→ Trecho para leitura:

"""

Ônibus elétricos parados, por não ter como carrega

Ônibus elétricos parados, por não ter como carregar baterias

créditos: Divulgação/ SPTrans

O termo eletricidade, segundo a Wikipédia, abrange os fenômenos resultantes da presença e do fluxo da carga elétrica. É muito comum também associar eletricidade à corrente elétrica. Para aqueles que não são especialistas na área, é o bastante saber que, sem eletricidade, acaba a luz e a maioria dos aparelhos elétricos não funciona.

 

Essa cultura básica, aprendida pela maioria dos brasileiros dentro de casa, deveria ter sido usada pelos dirigentes da maior cidade do Brasil, quando decidiram eletrificar 20% da frota de ônibus de São Paulo, em um prazo ínfimo de dois anos.

 

Sim, 2.600 ônibus elétricos a bateria, de uma hora para outra, sem levar em conta que implantar um sistema de ônibus elétricos é muito mais complexo do que simplesmente comprar o veículo. 

 

Infelizmente, esqueceram que, para o ônibus elétrico funcionar, precisa da bendita eletricidade e, como dizia meu pai, colocaram o carro na frente dos bois.

 

O problema aflorou na hora de colocar os ônibus em operação. A grande maioria das garagens de ônibus na capital paulista não possui infraestrutura elétrica adequada para carregar as baterias dos veículos, na quantidade prevista para essa fase do programa de eletrificação da frota.

 

São necessárias obras que vão consumir recursos da ordem de R$ 1,6 bilhão e prazo de até um ano e meio para realizá-las, segundo informações divulgadas na imprensa.

 

Resultado: ônibus prontos, paralisados nas fábricas, sem ter quem os receba, e graves desentendimentos entre a prefeitura, a distribuidora local de energia e os operadores de ônibus, para definir quem se responsabiliza pelos descompassos e pelos investimentos.

"""

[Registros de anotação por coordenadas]
"""

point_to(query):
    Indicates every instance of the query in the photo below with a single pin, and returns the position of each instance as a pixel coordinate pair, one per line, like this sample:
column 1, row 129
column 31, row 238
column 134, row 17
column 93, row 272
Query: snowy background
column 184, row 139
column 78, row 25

"""

→ Objetivo do exercício:
Reproduza fielmente a parte do trecho sobre os ônibus elétricos que começa em "Sim, 2.600 ônibus" e segue até "divulgadas na imprensa.".

→ Tarefa concluída:
Sim, 2.600 ônibus elétricos a bateria, de uma hora para outra, sem levar em conta que implantar um sistema de ônibus elétricos é muito mais complexo do que simplesmente comprar o veículo. 

 

Infelizmente, esqueceram que, para o ônibus elétrico funcionar, precisa da bendita eletricidade e, como dizia meu pai, colocaram o carro na frente dos bois.

 

O problema aflorou na hora de colocar os ônibus em operação. A grande maioria das garagens de ônibus na capital paulista não possui infraestrutura elétrica adequada para carregar as baterias dos veículos, na quantidade prevista para essa fase do programa de eletrificação da frota.

 

São necessárias obras que vão consumir recursos da ordem de R$ 1,6 bilhão e prazo de até um ano e meio para realizá-las, segundo informações divulgadas na imprensa.